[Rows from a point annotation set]
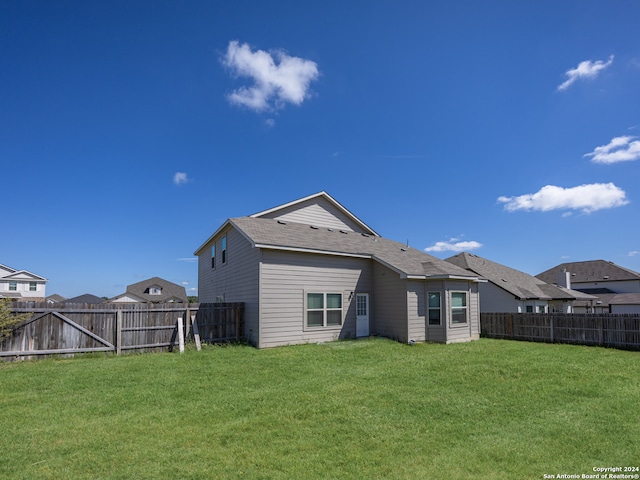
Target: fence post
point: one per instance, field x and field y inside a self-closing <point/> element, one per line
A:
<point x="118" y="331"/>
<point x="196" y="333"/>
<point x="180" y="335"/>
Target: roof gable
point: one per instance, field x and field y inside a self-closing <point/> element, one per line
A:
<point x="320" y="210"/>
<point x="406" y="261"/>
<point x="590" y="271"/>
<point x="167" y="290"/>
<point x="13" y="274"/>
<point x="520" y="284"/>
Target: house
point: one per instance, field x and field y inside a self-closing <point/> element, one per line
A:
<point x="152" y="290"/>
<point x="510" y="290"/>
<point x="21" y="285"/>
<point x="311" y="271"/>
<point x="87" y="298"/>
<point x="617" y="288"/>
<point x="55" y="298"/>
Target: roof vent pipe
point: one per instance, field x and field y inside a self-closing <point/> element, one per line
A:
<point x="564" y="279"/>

What you are asked to do →
Reproduce the rows word for word, beginning with the line that contains "Target: house" and continuing through the last line of the rows.

Exercise solution →
Target: house
point: one per instance, field x and field y inside a self-closing <point/> element, one per line
A:
<point x="152" y="290"/>
<point x="510" y="290"/>
<point x="21" y="285"/>
<point x="311" y="271"/>
<point x="87" y="298"/>
<point x="617" y="288"/>
<point x="55" y="298"/>
Target: roof vent pipe
point: one per instance, field x and field y inside a self-closing <point/> element, one per line
A:
<point x="564" y="279"/>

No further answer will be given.